GIVEN EXERCISE: All material below is to be reproduced exactly.

┏━━

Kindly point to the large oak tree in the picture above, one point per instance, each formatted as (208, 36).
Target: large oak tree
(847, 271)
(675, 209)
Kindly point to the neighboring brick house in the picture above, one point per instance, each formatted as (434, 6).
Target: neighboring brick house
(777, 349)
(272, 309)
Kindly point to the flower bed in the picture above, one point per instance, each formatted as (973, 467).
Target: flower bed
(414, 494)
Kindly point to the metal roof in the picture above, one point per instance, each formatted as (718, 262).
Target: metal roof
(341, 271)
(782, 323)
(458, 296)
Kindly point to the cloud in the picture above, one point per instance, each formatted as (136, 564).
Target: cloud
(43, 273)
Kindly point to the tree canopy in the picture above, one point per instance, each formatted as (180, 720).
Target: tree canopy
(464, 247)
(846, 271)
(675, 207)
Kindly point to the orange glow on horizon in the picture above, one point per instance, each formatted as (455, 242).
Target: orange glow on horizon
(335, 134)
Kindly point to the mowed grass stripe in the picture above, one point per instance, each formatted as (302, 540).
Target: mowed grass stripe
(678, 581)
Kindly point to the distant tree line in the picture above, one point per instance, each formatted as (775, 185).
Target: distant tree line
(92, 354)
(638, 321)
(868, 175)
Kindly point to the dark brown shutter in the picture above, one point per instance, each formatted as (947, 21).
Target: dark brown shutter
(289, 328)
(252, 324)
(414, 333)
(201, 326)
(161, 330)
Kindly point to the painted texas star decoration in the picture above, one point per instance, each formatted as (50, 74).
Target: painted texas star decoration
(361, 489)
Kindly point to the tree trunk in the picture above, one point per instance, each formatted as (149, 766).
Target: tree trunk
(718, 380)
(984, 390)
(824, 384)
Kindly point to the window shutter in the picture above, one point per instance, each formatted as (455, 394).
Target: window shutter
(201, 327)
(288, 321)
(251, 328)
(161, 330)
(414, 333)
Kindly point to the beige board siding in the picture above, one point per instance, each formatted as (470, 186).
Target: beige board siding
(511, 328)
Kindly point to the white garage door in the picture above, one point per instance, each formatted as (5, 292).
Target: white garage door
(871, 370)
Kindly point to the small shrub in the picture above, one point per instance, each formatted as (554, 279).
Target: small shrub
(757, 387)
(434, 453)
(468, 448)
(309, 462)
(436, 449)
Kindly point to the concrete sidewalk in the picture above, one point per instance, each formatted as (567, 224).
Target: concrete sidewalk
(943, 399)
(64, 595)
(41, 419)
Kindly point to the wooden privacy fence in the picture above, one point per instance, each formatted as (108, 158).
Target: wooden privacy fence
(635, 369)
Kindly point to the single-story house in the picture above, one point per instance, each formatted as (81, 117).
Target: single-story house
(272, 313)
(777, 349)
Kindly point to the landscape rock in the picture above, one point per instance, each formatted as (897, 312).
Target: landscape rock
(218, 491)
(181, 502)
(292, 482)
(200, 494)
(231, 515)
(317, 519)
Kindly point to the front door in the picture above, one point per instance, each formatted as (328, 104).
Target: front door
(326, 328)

┗━━

EXERCISE SOLUTION:
Kindly point to the large oak tree in the picture above, one point per instance, each formatted as (208, 36).
Target: large oak tree
(847, 271)
(675, 209)
Kindly point to the neighboring brick house in the picture above, one point per instance, each formatted as (434, 6).
Target: neighboring brick house
(777, 349)
(272, 309)
Kindly point to the flower bed in the picture above, one point per instance, each formatted as (973, 467).
Target: flower bed
(414, 494)
Kindly point to the metal roof in the picture above, one point per instance, each formatted as (718, 262).
Target: metal roof
(341, 271)
(782, 323)
(458, 296)
Kindly point to the cloud in the picture above, one point per instance, each formatted as (136, 564).
Target: cloud
(43, 273)
Kindly point to the tree canopy in the picture above, one point per instance, each formatted as (180, 720).
Target: tree canopy
(464, 247)
(846, 271)
(675, 207)
Kindly point to the orange glow on horizon in the picture above, one point per instance, each formatted as (455, 242).
Target: orange glow on horizon
(335, 134)
Kindly point to the mowed grass stripe in the picture above, one point per instance, each formatted as (302, 540).
Target: mowed grass stripe
(678, 581)
Kindly point to the distant tree line in the picture above, one point per instance, each formatted as (775, 185).
Target: distant tree line
(92, 354)
(638, 321)
(868, 175)
Kindly point to the dark brown shutter in the picture above, one point per instance, each formatted as (947, 21).
Target: dark brown shutter
(289, 328)
(252, 324)
(414, 333)
(201, 326)
(161, 330)
Kindly point to the painted texas star decoration in the picture above, one point per instance, each formatted as (50, 74).
Target: painted texas star decoration
(361, 489)
Kindly point to the tree trunk in the picture above, one point per instance, each formatted as (149, 766).
Target: tree trunk
(718, 380)
(984, 390)
(824, 384)
Kindly point to the window shutter in the picture above, one point per instance, each formatted as (455, 394).
Target: window shutter
(201, 327)
(288, 321)
(251, 328)
(161, 330)
(414, 333)
Kindly point to the beige board siding in the picture above, one point per instance, each formatted as (470, 186).
Target: beige board siding
(511, 328)
Kindly point to the white garage door in the picture above, one point per instance, each formatted as (5, 292).
Target: white garage door
(871, 370)
Kindly point to the small shrub in the picture above, one point per instance, each formatted as (554, 279).
Target: small shrub
(757, 387)
(434, 453)
(468, 448)
(309, 462)
(436, 449)
Kindly point to the concrete sidewalk in the picture above, one point per instance, each formatted as (567, 224).
Target: concrete sidewalk
(943, 399)
(64, 595)
(41, 419)
Kindly point to the wooden privacy fence in the picture above, one point per instance, each formatted as (108, 158).
Target: wooden privacy fence
(635, 369)
Kindly point to the single-story house in the picture above, one point per instance, each formatted as (81, 117).
Target: single-story house
(272, 313)
(777, 349)
Kindly point to the landscape rock in the picture above, one point per instance, each formatted as (897, 312).
Target: landscape rock
(218, 491)
(181, 502)
(292, 482)
(200, 494)
(231, 515)
(317, 519)
Kindly point to the front door in the picture above, one point per instance, each formatted as (328, 104).
Target: front door
(326, 328)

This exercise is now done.